Dataset entries:
╭──

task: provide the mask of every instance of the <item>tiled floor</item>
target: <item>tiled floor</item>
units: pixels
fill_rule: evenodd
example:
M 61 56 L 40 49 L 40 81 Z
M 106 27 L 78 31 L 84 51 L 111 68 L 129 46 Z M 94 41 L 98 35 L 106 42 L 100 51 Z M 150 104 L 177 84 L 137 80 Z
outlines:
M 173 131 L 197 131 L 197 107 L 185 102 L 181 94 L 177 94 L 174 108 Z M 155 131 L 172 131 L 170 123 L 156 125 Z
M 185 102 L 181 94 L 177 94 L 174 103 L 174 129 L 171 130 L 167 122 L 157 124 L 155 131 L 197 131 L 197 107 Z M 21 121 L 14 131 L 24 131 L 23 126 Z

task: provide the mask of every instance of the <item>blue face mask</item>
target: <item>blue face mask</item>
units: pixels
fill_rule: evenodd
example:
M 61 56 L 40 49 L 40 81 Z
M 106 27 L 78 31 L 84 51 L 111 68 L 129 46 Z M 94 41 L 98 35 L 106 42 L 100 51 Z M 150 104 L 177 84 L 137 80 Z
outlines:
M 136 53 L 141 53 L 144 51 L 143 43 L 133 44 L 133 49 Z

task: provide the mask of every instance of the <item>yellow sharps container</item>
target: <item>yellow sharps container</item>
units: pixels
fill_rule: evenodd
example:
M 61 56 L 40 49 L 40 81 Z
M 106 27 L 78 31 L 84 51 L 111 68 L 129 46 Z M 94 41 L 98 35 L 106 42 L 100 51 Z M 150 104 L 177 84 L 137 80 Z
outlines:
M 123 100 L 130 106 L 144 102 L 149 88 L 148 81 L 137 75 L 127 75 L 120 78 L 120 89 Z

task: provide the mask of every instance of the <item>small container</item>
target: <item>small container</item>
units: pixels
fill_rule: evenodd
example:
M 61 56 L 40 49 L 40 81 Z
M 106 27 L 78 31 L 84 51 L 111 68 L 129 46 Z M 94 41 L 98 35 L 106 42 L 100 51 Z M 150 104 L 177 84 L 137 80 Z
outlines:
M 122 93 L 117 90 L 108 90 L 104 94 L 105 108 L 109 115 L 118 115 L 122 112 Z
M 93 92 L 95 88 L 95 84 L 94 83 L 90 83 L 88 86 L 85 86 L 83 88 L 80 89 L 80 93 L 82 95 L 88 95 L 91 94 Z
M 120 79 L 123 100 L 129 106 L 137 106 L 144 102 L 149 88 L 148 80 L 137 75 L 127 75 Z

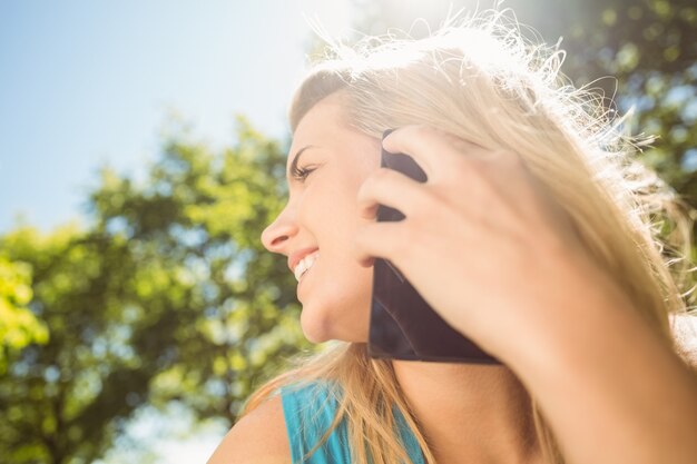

╰──

Problem details: Convert every line of the records above into a Markdown table with the columns No. and Line, numbering each row and skipping blank lines. Leave the pictures out of the answer.

Complete answer:
| No. | Line |
|---|---|
| 1 | task: provide the mask of every instance of the <item>tiled floor</item> |
| 2 | target: <item>tiled floor</item> |
| 3 | units: pixels |
| 4 | fill_rule: evenodd |
| 5 | example: |
| 6 | M 61 56 L 40 49 L 40 81 Z |
| 7 | M 106 27 L 78 31 L 84 51 L 111 68 L 129 46 Z M 94 41 L 98 35 L 106 42 L 100 51 Z M 150 104 L 177 84 L 137 80 Z |
| 8 | outlines: |
| 9 | M 173 131 L 197 131 L 197 107 L 185 102 L 181 94 L 177 94 L 174 108 Z M 155 131 L 172 131 L 170 123 L 156 125 Z |
| 10 | M 185 102 L 181 94 L 177 94 L 174 103 L 174 129 L 171 130 L 167 122 L 157 124 L 155 131 L 197 131 L 197 107 Z M 21 121 L 14 131 L 24 131 L 23 126 Z |
| 11 | task: provide the mask of every instance of the <item>blue face mask</item> |
| 12 | target: <item>blue face mask</item> |
| 13 | units: pixels |
| 14 | fill_rule: evenodd |
| 15 | example: |
| 16 | M 61 56 L 40 49 L 40 81 Z |
| 17 | M 106 27 L 78 31 L 84 51 L 111 68 L 129 46 Z M 94 41 L 98 35 L 106 42 L 100 51 Z M 150 104 L 177 84 L 137 80 Z |
| 18 | outlines: |
| 19 | M 136 53 L 141 53 L 144 51 L 143 43 L 133 44 L 133 49 Z |
| 20 | task: provide the mask of every instance of the <item>yellow sharps container</item> |
| 21 | target: <item>yellow sharps container</item> |
| 22 | units: pixels |
| 23 | fill_rule: evenodd |
| 24 | example: |
| 25 | M 61 56 L 40 49 L 40 81 Z |
| 26 | M 106 27 L 78 31 L 84 51 L 111 68 L 129 46 Z M 94 41 L 98 35 L 106 42 L 100 51 Z M 150 104 L 177 84 L 137 80 Z |
| 27 | outlines: |
| 28 | M 123 100 L 130 106 L 144 102 L 149 88 L 148 81 L 137 75 L 127 75 L 120 78 L 120 89 Z |
| 29 | task: provide the mask of every instance of the <item>small container</item> |
| 30 | target: <item>small container</item> |
| 31 | units: pixels |
| 32 | fill_rule: evenodd |
| 33 | example: |
| 34 | M 61 56 L 40 49 L 40 81 Z |
| 35 | M 106 27 L 78 31 L 84 51 L 111 68 L 129 46 Z M 94 41 L 98 35 L 106 42 L 100 51 Z M 150 104 L 177 84 L 137 80 Z |
| 36 | outlines: |
| 37 | M 122 93 L 117 90 L 108 90 L 104 94 L 105 108 L 109 115 L 118 115 L 122 112 Z |
| 38 | M 93 92 L 95 88 L 95 84 L 94 83 L 90 83 L 88 86 L 85 86 L 83 88 L 80 89 L 80 93 L 82 95 L 88 95 L 91 94 Z |
| 39 | M 120 79 L 123 100 L 129 106 L 137 106 L 144 102 L 149 88 L 148 80 L 137 75 L 127 75 Z |